Чего кота жалеть? Его что, разорвали, что ли? Всего лишь временно воспользовались его хвостом.  :Smilie:  Думаю невыносимых мук он от этого не испытал. Так, легкая щекотка..
 Вот в другом буддиском фильме Ким-Ки-Дука ,"Адрес неизвестен" , барбосов реально жалко.

----------


## Мошэ

Ночью пришло в голову, что соедержание второй части можно вкратце изложить так:
Променял Гуру на дуру.

----------


## PampKin Head

А не променял бы, так и помер дурнем.

----------


## До

> А не променял бы, так и помер дурнем.


Так ведь это фильм.

----------


## Шавырин

Куда они в туалет то ходили???
Спасибо "Культура"(ТВ канал)
Все блага!
Гошшо!

----------


## unsui

Вода кругом. Куда еще ходить? Зачем голову ломать...
Кстате, в другом Ким-ки-Дуковском фильме "Остров", детально показывается, как это делается в подобной ситуации..

----------


## Dondhup

> Вода кругом. Куда еще ходить? Зачем голову ломать...
> Кстате, в другом Ким-ки-Дуковском фильме "Остров", детально показывается, как это делается в подобной ситуации..


В воду нельзя, зачем вредить нагам.

Вам бы понравилось, если б в вашем доме кто то в туалет ходил в комнате или на кухне?

----------


## Alex

У меня это пауки постоянно делают.

++++++++++++++++++++

**ЧТО СДЕЛАТЬ**.
(a) Перечислите все ники участников, которые стоят в заголовках сообщений этого обсуждения.
(b) Выведите без изменений часть обсуждения, которая начинается со слов "Чего кота жалеть?" и заканчивается словами "Гуру на дуру.".
(c) Какой телеканал благодарит в обсуждении участник Шавырин?

++++++++++++++++++++

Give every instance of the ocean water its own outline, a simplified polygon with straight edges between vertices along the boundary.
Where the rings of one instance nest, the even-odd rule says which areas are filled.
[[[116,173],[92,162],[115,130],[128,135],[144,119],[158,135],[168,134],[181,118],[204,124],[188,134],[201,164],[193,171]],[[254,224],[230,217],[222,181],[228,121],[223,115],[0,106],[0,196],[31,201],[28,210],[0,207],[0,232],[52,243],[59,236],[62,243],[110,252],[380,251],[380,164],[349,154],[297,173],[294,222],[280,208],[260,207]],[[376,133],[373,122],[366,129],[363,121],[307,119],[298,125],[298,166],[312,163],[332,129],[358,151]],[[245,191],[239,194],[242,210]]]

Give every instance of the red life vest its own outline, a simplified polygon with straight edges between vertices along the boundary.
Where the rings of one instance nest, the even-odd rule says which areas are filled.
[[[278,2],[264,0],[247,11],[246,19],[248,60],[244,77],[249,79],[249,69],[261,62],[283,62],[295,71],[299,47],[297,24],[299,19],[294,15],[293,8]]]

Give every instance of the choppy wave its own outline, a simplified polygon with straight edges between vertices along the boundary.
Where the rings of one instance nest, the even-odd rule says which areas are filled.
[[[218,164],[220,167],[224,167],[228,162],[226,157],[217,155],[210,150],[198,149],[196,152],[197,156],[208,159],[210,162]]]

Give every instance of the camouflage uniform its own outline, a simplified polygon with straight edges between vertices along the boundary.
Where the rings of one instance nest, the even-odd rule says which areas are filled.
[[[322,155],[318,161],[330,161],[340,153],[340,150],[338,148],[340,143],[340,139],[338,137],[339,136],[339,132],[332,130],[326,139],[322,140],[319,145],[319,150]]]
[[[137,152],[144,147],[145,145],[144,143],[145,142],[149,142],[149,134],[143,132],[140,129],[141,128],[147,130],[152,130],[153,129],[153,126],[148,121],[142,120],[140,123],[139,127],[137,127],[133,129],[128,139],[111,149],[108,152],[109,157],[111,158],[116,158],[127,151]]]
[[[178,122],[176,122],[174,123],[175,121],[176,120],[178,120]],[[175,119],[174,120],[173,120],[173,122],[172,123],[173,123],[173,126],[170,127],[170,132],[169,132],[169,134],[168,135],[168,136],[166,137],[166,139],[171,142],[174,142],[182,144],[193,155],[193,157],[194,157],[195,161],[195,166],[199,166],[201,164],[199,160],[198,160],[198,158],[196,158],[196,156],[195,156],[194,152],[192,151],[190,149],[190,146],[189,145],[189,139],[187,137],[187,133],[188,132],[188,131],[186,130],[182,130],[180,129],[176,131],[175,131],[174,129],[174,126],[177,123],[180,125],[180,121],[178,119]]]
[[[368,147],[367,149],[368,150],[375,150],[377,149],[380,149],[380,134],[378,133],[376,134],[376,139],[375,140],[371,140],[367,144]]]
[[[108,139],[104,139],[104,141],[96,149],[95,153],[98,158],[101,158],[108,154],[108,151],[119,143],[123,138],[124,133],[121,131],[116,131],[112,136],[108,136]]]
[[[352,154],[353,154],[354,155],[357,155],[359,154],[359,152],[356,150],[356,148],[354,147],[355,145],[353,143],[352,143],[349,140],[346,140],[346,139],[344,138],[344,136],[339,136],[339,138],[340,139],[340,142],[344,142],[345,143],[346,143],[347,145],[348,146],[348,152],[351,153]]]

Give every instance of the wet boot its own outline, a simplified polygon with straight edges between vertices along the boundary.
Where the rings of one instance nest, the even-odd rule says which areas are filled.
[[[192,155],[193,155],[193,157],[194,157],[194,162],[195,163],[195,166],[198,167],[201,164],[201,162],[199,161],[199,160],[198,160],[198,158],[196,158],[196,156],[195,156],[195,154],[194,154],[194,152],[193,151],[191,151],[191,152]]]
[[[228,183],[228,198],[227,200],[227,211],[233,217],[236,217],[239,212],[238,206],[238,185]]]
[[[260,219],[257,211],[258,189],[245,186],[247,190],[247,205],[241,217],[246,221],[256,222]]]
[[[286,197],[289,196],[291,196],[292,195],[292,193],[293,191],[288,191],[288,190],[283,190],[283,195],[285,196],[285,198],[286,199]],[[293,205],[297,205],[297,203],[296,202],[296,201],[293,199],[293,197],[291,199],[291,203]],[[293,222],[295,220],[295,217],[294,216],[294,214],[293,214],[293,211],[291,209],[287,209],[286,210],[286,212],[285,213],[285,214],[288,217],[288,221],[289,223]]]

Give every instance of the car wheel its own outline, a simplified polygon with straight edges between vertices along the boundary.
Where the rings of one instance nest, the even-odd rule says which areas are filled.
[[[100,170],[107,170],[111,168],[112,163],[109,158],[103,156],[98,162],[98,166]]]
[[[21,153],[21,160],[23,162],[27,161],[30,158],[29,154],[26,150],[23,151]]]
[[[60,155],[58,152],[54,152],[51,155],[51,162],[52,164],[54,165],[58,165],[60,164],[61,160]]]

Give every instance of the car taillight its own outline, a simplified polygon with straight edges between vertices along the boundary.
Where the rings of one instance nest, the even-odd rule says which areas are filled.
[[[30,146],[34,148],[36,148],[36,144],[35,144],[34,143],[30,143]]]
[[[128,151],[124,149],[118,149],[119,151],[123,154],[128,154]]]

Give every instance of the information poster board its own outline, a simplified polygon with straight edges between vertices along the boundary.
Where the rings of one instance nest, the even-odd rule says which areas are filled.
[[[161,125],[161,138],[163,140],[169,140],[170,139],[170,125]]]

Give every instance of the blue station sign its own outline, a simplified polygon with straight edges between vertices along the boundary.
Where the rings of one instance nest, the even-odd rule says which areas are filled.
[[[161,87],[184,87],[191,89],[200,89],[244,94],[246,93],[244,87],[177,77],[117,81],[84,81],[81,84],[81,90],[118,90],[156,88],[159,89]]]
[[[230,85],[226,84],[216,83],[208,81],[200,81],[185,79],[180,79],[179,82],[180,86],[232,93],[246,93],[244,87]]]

++++++++++++++++++++

**ОТВЕТЫ ПО ЗАДАНИЯМ**.
(a) Мошэ, PampKin Head, До, Шавырин, unsui, Dondhup, Alex

(b)
Чего кота жалеть? Его что, разорвали, что ли? Всего лишь временно воспользовались его хвостом.  :Smilie:  Думаю невыносимых мук он от этого не испытал. Так, легкая щекотка..
 Вот в другом буддиском фильме Ким-Ки-Дука ,"Адрес неизвестен" , барбосов реально жалко.

----------


## Мошэ

Ночью пришло в голову, что соедержание второй части можно вкратце изложить так:
Променял Гуру на дуру.

(c) Телеканал «Культура».